Turn the stretch of the material from the line containing "target: asphalt pavement" through the end into a JSON list of strings, with each line as one string and blank lines omitted.

(Saved data entries)
--

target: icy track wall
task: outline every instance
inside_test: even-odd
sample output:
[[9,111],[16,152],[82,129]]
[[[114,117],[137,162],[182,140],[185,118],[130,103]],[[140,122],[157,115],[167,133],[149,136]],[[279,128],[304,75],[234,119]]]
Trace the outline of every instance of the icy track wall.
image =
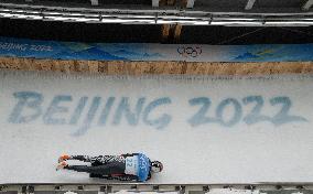
[[58,155],[144,152],[150,183],[310,182],[313,77],[0,72],[0,182],[96,183]]

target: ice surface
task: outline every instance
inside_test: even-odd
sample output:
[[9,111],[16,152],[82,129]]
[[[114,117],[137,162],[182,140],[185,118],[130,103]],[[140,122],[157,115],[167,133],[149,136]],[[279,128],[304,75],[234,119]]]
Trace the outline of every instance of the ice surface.
[[[155,175],[150,183],[313,180],[311,76],[134,78],[2,71],[0,88],[0,183],[104,182],[89,179],[85,173],[56,172],[58,155],[126,152],[144,152],[164,163],[163,173]],[[23,101],[19,97],[25,91],[42,96],[37,109],[31,103],[34,98]],[[245,105],[244,98],[248,96],[260,96],[263,99],[261,115],[270,118],[279,111],[288,111],[282,109],[288,101],[276,104],[273,99],[285,97],[283,99],[288,98],[292,104],[289,115],[296,117],[289,117],[289,120],[276,117],[276,122],[248,123],[251,119],[245,121],[244,118],[256,106],[256,103]],[[83,97],[88,97],[86,107],[77,118],[77,105]],[[93,112],[94,97],[100,98],[97,98],[99,104],[94,106]],[[109,97],[115,97],[115,101],[107,122],[98,125]],[[129,123],[123,112],[119,122],[117,109],[122,97],[128,97],[131,111],[136,110],[138,100],[144,98],[138,120],[136,114],[130,115]],[[224,99],[237,101],[238,122],[226,126],[195,117],[202,105],[192,106],[190,100],[198,97],[209,97],[212,101],[205,117],[215,117]],[[55,98],[58,103],[52,105]],[[149,111],[148,105],[158,98],[171,103]],[[145,115],[148,118],[144,118],[144,110],[150,112]],[[170,117],[169,125],[164,122],[163,128],[158,129],[153,123],[158,126],[159,122],[151,119],[155,121],[164,114]],[[227,104],[222,115],[225,121],[231,119],[233,105]],[[25,116],[33,118],[21,119]],[[71,119],[74,119],[73,125],[69,125]],[[87,127],[82,130],[84,123]],[[77,131],[80,132],[77,134]]]

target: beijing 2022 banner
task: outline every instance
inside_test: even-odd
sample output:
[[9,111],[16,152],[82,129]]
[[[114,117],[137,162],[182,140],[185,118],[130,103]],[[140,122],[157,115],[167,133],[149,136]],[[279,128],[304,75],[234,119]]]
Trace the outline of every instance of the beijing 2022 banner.
[[0,183],[95,183],[68,154],[143,152],[150,183],[313,180],[313,77],[0,72]]
[[97,61],[304,62],[313,44],[175,45],[74,43],[0,37],[0,56]]

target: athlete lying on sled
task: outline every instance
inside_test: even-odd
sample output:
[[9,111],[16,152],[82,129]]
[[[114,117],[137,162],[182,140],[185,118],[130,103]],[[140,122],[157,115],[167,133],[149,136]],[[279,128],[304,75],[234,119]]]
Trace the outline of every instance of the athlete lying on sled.
[[[68,165],[67,160],[89,162],[90,165]],[[143,153],[99,157],[64,154],[58,158],[56,170],[61,169],[87,172],[90,177],[144,182],[151,179],[151,173],[161,172],[163,164],[159,161],[150,161]]]

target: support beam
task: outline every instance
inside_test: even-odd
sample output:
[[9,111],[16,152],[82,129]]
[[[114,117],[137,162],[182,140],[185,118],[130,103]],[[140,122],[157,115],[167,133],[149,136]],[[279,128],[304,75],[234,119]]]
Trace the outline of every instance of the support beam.
[[179,42],[181,39],[183,25],[176,24],[174,29],[174,41]]
[[307,0],[304,6],[302,7],[302,10],[310,10],[310,8],[313,6],[313,0]]
[[193,8],[195,4],[195,0],[187,0],[187,6],[186,8]]
[[99,1],[98,0],[90,0],[91,1],[91,6],[99,6]]
[[253,8],[253,4],[257,0],[248,0],[247,4],[246,4],[246,10],[250,10]]
[[152,0],[152,7],[159,7],[159,0]]

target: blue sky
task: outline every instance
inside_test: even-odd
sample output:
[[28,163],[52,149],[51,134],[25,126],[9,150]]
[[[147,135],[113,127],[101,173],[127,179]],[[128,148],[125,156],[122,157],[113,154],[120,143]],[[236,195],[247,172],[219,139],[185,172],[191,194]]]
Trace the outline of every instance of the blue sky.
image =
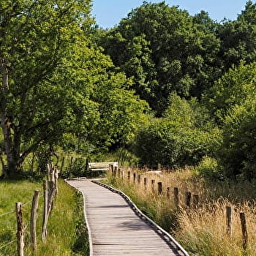
[[[158,3],[162,0],[148,0],[148,2]],[[237,15],[244,9],[246,0],[166,0],[170,6],[178,5],[180,9],[187,10],[190,15],[204,10],[211,18],[221,21],[224,18],[236,20]],[[93,0],[92,15],[97,23],[104,29],[117,25],[121,18],[127,17],[132,9],[140,6],[143,0]],[[255,3],[255,1],[253,1]]]

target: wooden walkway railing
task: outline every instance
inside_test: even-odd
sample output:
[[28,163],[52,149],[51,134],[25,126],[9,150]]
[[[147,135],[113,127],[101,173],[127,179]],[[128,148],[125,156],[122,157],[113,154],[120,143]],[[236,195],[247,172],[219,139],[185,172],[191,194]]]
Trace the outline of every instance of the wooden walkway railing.
[[67,182],[83,195],[90,256],[188,256],[121,192],[90,180]]

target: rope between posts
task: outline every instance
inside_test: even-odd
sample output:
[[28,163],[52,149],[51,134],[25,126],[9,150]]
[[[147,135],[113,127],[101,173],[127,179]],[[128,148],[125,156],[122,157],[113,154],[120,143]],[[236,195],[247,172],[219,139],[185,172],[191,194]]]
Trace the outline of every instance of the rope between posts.
[[10,245],[11,244],[13,244],[13,243],[15,242],[16,241],[17,241],[17,240],[12,240],[12,241],[11,241],[10,242],[9,242],[9,243],[7,243],[7,244],[4,244],[4,245],[0,246],[0,249],[4,248],[4,247],[6,247],[6,246],[8,246],[8,245]]
[[12,214],[14,212],[15,212],[15,211],[10,211],[6,212],[4,214],[1,214],[0,217],[1,217],[2,216],[5,216],[5,215],[7,215],[7,214]]
[[[42,197],[42,195],[39,195],[39,197]],[[24,206],[26,206],[26,205],[28,205],[28,204],[29,204],[29,203],[32,203],[31,200],[28,201],[28,202],[26,202],[26,203],[23,203],[23,204],[22,204],[22,206],[24,207]],[[24,210],[24,209],[23,209],[23,210]],[[8,214],[12,214],[12,213],[14,213],[14,212],[15,212],[15,211],[7,211],[7,212],[6,212],[6,213],[4,213],[4,214],[0,214],[0,217],[3,217],[3,216],[5,216],[5,215],[8,215]]]

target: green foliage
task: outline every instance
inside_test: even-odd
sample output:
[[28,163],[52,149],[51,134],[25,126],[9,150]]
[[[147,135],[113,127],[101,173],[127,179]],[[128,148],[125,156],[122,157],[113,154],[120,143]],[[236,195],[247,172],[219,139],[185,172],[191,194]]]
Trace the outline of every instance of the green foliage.
[[203,177],[213,180],[222,179],[223,174],[218,166],[217,160],[214,158],[204,156],[195,170]]
[[7,175],[21,173],[25,158],[42,144],[92,151],[131,140],[142,121],[146,104],[91,42],[90,10],[89,0],[0,4]]
[[219,26],[217,37],[221,39],[220,56],[227,71],[241,60],[249,64],[256,61],[256,4],[248,1],[236,20],[227,20]]
[[170,101],[165,117],[152,122],[136,138],[135,151],[141,165],[192,165],[213,154],[219,132],[206,110],[194,99],[187,102],[174,94]]
[[255,98],[249,97],[226,116],[218,157],[227,177],[256,178],[255,105]]
[[219,123],[236,105],[243,105],[248,97],[255,95],[256,62],[230,69],[203,97],[203,102]]
[[85,158],[76,158],[72,163],[65,167],[61,173],[63,178],[88,177],[90,173],[88,170],[87,161]]
[[[99,44],[133,88],[161,116],[170,92],[200,95],[219,70],[216,24],[206,12],[192,17],[165,2],[133,10]],[[98,40],[99,42],[99,40]]]

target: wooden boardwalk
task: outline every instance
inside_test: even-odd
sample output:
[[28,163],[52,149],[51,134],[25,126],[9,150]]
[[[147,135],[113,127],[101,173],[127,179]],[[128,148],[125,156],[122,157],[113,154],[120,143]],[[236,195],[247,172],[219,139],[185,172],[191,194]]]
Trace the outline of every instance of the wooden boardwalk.
[[91,256],[186,255],[162,239],[118,194],[90,180],[67,182],[84,197]]

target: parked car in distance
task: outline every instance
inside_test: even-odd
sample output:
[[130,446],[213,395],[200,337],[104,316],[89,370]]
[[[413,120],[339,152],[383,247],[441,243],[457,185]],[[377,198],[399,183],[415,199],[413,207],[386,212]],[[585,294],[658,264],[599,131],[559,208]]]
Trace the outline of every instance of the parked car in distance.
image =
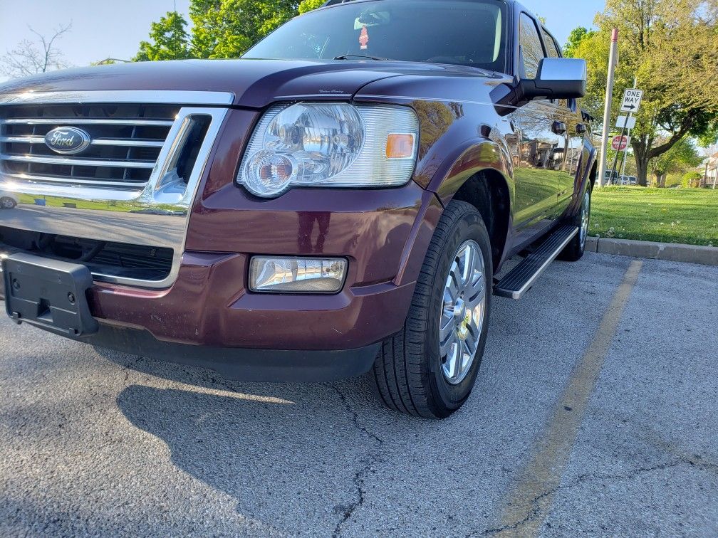
[[0,209],[14,209],[17,202],[17,197],[11,192],[0,192]]
[[6,82],[0,188],[44,201],[0,214],[7,312],[233,379],[368,373],[446,417],[493,297],[583,255],[585,88],[513,0],[332,0],[240,60]]

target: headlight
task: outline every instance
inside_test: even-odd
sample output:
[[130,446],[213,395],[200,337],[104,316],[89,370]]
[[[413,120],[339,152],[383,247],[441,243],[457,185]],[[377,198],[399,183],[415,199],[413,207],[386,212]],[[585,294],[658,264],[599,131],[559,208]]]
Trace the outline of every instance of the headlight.
[[292,187],[404,185],[418,143],[419,120],[406,107],[278,105],[252,135],[237,181],[267,198]]

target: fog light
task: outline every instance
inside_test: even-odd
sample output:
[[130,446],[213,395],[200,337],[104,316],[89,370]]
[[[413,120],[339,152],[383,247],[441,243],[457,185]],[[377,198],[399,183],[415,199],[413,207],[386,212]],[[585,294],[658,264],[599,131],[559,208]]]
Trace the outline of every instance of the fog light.
[[346,274],[343,258],[255,256],[250,263],[249,288],[267,293],[337,293]]

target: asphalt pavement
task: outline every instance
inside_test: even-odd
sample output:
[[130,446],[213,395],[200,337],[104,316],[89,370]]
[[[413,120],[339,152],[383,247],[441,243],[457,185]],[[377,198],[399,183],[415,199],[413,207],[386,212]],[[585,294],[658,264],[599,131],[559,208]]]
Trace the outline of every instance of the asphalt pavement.
[[496,298],[444,422],[0,321],[2,536],[718,535],[718,268],[589,254]]

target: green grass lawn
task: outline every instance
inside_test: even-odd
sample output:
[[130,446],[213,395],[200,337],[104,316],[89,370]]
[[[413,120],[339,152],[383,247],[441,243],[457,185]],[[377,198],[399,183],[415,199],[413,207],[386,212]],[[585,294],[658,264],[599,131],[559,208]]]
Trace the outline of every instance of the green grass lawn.
[[596,189],[590,235],[718,247],[718,189]]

--

EXERCISE OUTPUT:
[
  "target: asphalt pavement",
  "task: outline every instance",
  "inside_test: even-odd",
  "sample output:",
  "[[130,446],[213,395],[200,337],[104,316],[89,370]]",
  "[[[413,120],[339,152],[383,247],[441,243],[457,185]],[[377,198],[399,183],[415,199],[413,207],[386,212]],[[585,294],[658,264],[599,131],[559,208]]]",
  "Trace the outline of every instance of the asphalt pavement.",
  "[[496,298],[444,422],[0,321],[2,536],[718,535],[718,268],[589,254]]",
  "target: green grass lawn",
  "task: outline every instance",
  "inside_test: even-odd",
  "sample output:",
  "[[130,446],[213,395],[200,337],[104,316],[89,370]]",
  "[[[413,120],[339,152],[383,247],[441,243],[457,185]],[[377,198],[399,183],[415,199],[413,207],[386,212]],[[585,294],[658,264],[599,131],[559,208]]]",
  "Trace the outline of every instance of the green grass lawn.",
  "[[596,189],[590,235],[718,247],[718,189]]"
]